(Data items)
BEGIN
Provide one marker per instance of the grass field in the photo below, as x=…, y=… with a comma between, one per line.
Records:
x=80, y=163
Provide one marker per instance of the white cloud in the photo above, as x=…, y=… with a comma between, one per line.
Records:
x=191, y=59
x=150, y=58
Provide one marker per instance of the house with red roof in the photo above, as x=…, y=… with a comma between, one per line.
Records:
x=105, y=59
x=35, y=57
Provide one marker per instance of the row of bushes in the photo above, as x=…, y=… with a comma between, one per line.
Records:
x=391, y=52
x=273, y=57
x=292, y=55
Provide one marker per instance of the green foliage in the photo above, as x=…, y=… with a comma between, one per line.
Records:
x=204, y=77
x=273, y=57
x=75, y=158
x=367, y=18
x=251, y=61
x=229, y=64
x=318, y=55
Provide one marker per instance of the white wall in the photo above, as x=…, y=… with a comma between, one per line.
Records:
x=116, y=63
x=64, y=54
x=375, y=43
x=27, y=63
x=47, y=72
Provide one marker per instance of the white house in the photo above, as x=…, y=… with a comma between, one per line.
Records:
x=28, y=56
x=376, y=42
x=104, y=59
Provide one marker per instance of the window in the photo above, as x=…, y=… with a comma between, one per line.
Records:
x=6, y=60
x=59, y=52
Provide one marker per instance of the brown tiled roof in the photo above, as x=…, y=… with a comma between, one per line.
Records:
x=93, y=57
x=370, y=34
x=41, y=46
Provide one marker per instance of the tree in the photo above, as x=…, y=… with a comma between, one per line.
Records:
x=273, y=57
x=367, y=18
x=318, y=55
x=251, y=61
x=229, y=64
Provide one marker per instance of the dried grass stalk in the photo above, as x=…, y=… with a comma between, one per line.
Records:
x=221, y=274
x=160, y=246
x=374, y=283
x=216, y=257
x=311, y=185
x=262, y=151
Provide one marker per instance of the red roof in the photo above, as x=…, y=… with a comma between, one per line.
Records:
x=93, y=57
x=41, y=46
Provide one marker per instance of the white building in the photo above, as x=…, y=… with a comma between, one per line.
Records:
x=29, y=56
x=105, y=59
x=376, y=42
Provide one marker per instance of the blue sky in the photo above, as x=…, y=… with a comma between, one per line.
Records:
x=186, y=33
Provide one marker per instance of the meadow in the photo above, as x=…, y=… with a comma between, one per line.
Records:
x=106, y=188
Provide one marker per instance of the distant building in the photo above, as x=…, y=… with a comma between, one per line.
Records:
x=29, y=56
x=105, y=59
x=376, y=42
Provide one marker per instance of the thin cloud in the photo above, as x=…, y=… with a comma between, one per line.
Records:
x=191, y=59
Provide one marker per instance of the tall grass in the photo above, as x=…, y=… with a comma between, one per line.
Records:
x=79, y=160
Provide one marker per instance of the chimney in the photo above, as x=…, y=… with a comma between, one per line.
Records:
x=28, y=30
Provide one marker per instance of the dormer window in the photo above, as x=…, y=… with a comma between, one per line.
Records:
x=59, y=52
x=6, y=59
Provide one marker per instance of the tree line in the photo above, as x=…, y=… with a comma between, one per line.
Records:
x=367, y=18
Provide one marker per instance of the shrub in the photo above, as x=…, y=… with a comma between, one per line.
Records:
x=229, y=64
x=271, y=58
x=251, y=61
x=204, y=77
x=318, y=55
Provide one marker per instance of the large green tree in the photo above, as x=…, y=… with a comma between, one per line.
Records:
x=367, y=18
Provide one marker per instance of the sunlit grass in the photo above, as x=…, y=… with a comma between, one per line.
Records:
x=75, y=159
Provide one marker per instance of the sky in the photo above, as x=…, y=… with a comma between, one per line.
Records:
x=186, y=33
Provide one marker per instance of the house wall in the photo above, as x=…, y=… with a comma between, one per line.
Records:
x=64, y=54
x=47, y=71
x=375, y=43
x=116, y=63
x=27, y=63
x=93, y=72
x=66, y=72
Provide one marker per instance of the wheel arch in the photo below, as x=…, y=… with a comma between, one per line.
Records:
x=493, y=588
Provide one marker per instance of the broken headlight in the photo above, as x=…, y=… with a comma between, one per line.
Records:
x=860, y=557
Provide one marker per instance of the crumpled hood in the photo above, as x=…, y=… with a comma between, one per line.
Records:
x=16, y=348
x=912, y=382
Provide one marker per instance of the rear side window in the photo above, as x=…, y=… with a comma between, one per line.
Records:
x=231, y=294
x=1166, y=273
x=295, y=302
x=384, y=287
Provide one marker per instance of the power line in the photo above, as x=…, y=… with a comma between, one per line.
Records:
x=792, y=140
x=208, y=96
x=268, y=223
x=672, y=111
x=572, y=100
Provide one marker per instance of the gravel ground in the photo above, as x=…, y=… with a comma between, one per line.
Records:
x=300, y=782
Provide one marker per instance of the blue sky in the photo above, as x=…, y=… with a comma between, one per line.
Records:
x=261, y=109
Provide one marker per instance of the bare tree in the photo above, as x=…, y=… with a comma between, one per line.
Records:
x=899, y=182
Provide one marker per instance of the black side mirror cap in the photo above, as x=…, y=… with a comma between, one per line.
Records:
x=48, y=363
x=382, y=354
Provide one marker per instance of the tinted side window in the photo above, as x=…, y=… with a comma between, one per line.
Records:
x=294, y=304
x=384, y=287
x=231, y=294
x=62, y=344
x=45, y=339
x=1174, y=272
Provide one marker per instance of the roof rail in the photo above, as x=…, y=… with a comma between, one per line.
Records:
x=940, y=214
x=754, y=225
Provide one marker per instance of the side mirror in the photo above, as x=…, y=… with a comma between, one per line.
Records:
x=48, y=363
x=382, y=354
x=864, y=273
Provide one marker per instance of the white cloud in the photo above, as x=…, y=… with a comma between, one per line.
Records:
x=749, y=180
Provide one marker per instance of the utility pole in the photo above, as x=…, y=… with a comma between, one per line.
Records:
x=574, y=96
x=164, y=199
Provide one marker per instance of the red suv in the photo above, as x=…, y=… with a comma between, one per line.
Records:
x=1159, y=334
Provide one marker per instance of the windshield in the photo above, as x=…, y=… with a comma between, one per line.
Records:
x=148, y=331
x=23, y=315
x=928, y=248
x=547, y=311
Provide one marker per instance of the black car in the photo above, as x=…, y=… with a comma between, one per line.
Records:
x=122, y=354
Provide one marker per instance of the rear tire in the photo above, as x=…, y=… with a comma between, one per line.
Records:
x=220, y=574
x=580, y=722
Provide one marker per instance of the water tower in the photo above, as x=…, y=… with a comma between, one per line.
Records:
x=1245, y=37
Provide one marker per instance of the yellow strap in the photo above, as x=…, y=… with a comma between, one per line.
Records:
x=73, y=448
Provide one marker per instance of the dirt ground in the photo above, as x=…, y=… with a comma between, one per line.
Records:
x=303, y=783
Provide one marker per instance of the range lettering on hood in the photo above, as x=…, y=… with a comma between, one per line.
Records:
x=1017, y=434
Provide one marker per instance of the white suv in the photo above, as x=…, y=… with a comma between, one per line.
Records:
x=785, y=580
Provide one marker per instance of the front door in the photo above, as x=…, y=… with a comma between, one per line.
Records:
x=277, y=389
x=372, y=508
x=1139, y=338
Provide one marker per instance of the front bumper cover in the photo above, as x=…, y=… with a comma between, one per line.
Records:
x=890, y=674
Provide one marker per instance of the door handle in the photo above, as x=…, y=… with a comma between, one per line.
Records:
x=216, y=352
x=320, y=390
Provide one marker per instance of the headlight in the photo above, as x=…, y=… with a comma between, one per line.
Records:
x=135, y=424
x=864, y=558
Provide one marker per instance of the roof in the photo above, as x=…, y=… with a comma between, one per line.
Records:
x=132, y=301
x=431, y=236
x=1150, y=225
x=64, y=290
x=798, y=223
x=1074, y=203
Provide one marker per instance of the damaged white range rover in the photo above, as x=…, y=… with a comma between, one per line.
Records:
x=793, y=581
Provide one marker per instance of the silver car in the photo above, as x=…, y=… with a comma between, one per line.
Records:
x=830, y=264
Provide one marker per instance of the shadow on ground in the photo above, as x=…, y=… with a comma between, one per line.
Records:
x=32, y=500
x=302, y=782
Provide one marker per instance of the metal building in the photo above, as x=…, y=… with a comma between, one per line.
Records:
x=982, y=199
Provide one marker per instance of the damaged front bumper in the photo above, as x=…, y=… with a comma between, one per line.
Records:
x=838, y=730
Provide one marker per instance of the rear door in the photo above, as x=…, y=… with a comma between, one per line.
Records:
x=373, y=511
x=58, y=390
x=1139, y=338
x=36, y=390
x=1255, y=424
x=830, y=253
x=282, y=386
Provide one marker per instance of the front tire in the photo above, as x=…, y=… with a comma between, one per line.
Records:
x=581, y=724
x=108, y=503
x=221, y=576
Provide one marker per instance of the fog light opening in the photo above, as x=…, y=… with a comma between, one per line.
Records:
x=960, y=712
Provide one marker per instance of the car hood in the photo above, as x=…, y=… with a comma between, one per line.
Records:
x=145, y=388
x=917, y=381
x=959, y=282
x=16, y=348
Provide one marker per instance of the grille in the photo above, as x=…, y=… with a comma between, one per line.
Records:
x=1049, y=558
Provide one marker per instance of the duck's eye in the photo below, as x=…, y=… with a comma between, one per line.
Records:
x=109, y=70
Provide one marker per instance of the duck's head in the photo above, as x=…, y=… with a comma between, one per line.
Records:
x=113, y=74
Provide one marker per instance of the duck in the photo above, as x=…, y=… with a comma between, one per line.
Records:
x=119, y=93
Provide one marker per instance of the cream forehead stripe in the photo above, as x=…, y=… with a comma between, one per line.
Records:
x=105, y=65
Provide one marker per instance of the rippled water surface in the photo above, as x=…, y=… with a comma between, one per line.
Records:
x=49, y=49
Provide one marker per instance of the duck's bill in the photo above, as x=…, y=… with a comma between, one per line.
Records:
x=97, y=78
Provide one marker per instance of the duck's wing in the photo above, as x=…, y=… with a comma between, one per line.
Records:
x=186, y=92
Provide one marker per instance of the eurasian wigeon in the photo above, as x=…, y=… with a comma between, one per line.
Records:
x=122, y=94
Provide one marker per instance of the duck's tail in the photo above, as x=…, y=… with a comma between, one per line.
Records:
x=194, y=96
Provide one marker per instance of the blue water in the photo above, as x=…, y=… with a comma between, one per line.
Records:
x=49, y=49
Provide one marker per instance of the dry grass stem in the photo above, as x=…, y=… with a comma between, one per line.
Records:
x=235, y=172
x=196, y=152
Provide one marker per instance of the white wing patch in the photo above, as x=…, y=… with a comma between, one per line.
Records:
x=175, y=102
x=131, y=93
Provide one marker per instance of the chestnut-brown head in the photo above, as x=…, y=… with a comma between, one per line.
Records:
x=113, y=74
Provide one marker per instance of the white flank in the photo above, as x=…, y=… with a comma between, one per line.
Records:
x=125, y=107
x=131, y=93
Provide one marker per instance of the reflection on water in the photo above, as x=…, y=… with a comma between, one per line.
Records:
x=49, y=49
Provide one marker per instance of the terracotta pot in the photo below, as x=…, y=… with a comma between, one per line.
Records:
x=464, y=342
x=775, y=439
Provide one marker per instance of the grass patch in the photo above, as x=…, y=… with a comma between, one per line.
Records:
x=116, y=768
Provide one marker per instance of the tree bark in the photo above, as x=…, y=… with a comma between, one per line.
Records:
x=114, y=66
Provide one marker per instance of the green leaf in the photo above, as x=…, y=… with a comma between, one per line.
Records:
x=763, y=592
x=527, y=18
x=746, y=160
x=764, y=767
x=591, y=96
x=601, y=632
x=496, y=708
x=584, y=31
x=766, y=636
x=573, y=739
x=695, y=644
END
**WHAT IS EXPECTED:** Single out each line of the records above with the string "headlight" in it, and copy it.

**OUTPUT OF THE TASK:**
Provide one marker per instance of the broken headlight in the photo above, as x=…, y=… with a comma between, one per line.
Provide one marker per instance of the headlight in the photo above, as x=…, y=… with a comma between, one per line.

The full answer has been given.